EXERCISE DETAILS:
Reproduce only the lines from the line with "outline text bellaluna" to the line with "449 373 L 447", both included, with "instance" changed to "occurrence" and nothing else altered.

SUPPLIED MATERIAL:
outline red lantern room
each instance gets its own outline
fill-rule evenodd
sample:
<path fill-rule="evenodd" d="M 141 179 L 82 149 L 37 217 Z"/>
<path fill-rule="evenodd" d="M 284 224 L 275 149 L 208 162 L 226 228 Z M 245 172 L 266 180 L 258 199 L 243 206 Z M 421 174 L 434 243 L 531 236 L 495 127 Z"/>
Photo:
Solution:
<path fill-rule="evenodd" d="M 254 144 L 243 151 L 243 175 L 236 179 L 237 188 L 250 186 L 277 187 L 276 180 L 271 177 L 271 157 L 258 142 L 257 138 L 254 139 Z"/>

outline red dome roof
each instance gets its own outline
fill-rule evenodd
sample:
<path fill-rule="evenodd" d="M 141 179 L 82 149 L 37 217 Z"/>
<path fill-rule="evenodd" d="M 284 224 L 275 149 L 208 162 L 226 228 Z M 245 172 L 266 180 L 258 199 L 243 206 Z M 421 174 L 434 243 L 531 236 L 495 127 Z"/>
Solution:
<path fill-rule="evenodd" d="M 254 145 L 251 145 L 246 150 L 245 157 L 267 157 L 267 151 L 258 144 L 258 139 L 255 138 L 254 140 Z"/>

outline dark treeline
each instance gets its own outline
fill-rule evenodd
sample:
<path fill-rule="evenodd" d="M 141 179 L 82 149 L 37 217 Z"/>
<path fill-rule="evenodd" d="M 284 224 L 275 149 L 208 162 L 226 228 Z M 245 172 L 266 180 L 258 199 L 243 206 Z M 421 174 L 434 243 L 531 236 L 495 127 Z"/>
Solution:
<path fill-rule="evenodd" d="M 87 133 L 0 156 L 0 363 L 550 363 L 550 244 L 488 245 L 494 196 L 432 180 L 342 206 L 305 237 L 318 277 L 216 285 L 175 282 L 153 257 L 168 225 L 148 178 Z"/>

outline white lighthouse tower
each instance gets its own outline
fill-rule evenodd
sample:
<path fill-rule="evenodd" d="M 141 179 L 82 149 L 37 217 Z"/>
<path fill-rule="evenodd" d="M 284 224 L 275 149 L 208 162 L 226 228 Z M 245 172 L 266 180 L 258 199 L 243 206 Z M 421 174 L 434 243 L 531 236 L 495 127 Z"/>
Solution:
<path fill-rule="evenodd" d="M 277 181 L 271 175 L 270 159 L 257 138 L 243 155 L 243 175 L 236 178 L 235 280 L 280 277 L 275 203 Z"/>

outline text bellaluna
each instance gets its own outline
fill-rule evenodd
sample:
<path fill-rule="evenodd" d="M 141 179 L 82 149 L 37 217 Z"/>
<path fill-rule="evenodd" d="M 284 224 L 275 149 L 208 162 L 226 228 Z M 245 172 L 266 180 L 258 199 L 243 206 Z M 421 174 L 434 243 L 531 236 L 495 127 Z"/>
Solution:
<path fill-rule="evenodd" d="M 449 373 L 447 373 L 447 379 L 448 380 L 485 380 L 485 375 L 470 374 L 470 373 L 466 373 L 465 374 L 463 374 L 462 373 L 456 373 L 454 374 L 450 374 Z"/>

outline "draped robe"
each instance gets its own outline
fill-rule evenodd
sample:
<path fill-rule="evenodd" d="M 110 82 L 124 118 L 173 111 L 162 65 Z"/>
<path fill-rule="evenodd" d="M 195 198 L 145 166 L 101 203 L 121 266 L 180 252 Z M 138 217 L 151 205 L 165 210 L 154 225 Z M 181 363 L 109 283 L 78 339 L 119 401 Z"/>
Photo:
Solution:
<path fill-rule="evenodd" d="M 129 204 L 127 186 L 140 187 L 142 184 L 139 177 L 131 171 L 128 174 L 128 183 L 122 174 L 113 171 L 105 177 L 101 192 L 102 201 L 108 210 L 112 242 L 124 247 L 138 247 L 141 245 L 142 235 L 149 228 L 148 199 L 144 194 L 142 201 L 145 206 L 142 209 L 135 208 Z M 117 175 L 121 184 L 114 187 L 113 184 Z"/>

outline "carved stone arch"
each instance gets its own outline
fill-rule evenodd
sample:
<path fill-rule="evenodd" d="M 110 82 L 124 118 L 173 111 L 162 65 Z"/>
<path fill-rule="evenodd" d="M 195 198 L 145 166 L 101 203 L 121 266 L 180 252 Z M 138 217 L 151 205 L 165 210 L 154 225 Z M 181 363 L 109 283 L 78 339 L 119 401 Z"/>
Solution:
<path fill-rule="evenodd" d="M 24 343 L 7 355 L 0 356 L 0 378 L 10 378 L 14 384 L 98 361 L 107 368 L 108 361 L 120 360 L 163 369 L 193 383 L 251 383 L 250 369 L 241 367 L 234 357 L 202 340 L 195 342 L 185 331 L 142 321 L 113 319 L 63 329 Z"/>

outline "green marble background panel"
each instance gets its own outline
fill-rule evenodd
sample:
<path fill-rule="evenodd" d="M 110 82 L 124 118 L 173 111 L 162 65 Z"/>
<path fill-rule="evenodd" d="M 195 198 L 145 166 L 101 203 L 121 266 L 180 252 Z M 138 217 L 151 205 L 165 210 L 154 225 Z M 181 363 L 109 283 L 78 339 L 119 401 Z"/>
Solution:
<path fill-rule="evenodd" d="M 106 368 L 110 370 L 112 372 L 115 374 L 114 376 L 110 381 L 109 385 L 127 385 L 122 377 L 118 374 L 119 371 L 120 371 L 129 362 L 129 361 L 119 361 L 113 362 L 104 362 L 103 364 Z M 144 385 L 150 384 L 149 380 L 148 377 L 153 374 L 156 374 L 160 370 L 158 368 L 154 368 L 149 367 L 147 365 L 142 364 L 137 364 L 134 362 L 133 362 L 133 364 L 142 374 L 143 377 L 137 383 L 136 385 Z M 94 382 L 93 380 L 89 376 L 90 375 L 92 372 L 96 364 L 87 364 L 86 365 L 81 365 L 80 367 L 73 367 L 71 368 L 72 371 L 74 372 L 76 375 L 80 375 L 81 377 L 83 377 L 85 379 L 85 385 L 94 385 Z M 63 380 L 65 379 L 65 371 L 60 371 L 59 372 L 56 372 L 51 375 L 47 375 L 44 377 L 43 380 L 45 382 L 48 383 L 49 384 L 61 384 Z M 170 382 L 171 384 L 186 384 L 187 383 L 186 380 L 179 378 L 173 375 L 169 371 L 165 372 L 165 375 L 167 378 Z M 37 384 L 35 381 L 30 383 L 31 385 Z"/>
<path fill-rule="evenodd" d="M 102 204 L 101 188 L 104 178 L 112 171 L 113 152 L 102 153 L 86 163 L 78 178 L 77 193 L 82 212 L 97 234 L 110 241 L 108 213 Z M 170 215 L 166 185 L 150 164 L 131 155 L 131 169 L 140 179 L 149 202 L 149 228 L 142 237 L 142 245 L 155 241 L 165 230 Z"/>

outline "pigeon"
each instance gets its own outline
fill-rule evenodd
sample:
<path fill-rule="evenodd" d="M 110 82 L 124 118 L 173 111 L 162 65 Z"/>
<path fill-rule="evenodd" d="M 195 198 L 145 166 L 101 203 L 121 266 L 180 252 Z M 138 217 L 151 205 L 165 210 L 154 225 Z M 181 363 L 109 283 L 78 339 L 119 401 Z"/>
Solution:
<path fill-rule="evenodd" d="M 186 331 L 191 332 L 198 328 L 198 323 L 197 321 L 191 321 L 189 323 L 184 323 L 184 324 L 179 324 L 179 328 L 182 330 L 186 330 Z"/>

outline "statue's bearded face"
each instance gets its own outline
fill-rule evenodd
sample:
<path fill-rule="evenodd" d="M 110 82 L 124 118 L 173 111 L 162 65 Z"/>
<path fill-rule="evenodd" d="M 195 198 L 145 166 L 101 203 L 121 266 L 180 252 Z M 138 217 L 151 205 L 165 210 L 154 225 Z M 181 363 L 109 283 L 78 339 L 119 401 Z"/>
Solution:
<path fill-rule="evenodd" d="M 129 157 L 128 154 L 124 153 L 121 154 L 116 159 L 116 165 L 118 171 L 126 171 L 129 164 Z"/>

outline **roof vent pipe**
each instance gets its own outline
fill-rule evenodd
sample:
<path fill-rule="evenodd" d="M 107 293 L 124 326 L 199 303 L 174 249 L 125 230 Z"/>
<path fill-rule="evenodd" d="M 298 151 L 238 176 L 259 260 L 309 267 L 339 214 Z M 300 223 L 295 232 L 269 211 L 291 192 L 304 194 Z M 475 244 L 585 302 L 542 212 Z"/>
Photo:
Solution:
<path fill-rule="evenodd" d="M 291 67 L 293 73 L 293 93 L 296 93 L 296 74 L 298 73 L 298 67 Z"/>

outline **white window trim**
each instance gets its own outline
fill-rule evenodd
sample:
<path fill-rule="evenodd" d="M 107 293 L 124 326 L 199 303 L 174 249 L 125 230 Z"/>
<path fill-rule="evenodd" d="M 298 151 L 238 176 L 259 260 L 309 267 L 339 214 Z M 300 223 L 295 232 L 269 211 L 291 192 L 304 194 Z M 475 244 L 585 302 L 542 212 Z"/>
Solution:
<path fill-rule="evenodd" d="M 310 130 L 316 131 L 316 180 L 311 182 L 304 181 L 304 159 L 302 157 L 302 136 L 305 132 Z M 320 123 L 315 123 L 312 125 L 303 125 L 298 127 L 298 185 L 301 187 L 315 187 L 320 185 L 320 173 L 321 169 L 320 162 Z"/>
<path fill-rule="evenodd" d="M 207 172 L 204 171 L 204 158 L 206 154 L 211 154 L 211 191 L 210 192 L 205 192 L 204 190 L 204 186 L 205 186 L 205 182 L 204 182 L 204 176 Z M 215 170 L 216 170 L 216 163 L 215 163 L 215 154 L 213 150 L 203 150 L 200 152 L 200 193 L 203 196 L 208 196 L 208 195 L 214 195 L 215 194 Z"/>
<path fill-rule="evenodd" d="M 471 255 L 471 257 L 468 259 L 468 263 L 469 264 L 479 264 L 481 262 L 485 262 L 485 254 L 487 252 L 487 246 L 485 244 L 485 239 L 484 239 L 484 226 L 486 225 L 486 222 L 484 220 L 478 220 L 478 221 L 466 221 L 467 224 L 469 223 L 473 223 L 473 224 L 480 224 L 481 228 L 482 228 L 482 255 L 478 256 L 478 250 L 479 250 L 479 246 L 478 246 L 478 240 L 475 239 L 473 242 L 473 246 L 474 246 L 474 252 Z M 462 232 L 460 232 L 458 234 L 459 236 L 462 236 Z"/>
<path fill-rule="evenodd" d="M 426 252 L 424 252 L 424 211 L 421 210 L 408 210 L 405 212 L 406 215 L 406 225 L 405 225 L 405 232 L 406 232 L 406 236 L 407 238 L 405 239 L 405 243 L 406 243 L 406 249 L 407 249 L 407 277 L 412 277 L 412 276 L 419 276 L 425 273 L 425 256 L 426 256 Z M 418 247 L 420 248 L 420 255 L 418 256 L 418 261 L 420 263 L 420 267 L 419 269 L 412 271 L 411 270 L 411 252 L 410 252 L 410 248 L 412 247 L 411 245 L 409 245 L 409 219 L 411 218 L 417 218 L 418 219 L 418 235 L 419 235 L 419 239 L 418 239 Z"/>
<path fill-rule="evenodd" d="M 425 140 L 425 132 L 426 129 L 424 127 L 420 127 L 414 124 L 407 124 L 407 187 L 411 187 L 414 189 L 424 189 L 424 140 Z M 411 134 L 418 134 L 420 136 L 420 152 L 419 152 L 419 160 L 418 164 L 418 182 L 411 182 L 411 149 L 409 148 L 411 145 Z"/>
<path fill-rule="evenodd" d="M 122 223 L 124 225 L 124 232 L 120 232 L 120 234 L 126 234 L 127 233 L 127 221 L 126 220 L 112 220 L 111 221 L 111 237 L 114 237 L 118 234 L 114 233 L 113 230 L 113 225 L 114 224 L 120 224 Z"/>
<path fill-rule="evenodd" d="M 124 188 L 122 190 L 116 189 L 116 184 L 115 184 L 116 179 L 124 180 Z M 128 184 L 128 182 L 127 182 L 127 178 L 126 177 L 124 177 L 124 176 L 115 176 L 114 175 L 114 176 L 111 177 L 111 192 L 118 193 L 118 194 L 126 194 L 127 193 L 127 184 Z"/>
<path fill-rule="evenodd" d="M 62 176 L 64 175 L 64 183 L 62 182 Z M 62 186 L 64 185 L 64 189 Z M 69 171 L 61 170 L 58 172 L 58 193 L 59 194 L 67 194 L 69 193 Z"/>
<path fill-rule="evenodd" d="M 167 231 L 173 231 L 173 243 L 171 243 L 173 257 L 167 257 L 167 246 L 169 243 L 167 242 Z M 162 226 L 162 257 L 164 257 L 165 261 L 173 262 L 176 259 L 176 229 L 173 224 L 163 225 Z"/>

EXERCISE OUTPUT:
outline text bellaluna
each occurrence gets its own outline
fill-rule evenodd
sample:
<path fill-rule="evenodd" d="M 141 179 L 82 149 L 37 217 Z"/>
<path fill-rule="evenodd" d="M 284 224 L 275 149 L 208 162 L 226 228 Z M 245 172 L 266 180 L 258 199 L 243 206 Z M 421 174 L 434 243 L 531 236 L 495 127 Z"/>
Solution:
<path fill-rule="evenodd" d="M 449 373 L 447 373 L 447 379 L 448 380 L 485 380 L 485 375 L 470 374 L 470 373 L 466 373 L 465 374 L 463 374 L 462 373 L 456 373 L 454 374 L 450 374 Z"/>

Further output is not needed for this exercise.